■ **Petunjuk Latihan**:
Tuliskan kembali tanpa diubah bagian dari tulisan tentang negara paling bahagia yang dibuka dengan kata-kata yang memuat "Dalam daftar tersebut, Finlandia" dan ditutup dengan "dalam nominasi teratas.".

Negara Paling Bahagia di Dunia Bukan Negeri Muslim, Tanya Kenapa?

Opini197 Views

 

Penulis: Devy Rikasari, S.Pd. | Anggota Komunitas Pena Dakwah Cikarang

 

 

RADARINDONESIANEWS.COM, JAKARTA– Setiap manusia pasti menginginkan hidup bahagia, baik tua maupun muda. Berbagai upaya pun dilakukan untuk mencapainya. Namun nyatanya tak semua orang mendapatkan standar kebahagiaan yang diidam-idamkan.

Laporan terbaru World Happiness Report seperti ditulis liputan6.com (1/4/2024) mengungkapkan, dari sepuluh negara yang dinobatkan sebagai negara paling bahagia di dunia, tak ada satupun negeri muslim masuk nominasi.

Dalam daftar tersebut, Finlandia kembali dinobatkan sebagai negara paling bahagia di dunia. Negara ini sudah dinobatkan dengan gelar tersebut selama tujuh kali berturut-turut. Selain Finlandia, ada Denmark, Islandia dan Swedia yang masuk dalam nominasi teratas.

■ **Data Mentah**:
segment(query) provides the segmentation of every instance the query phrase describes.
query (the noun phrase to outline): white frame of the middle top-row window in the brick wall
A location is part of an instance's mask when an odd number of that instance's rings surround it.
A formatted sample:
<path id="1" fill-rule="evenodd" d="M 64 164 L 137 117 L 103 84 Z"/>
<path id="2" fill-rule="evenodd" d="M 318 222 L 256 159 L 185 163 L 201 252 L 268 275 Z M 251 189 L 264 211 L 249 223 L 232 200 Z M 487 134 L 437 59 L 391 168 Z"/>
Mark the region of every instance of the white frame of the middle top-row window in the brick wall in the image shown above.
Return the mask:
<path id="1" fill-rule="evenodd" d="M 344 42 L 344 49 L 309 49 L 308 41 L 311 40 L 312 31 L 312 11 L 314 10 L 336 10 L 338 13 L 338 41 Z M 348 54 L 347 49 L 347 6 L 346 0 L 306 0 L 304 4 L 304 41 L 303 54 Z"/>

■ **Jawaban**:
Dalam daftar tersebut, Finlandia kembali dinobatkan sebagai negara paling bahagia di dunia. Negara ini sudah dinobatkan dengan gelar tersebut selama tujuh kali berturut-turut. Selain Finlandia, ada Denmark, Islandia dan Swedia yang masuk dalam nominasi teratas.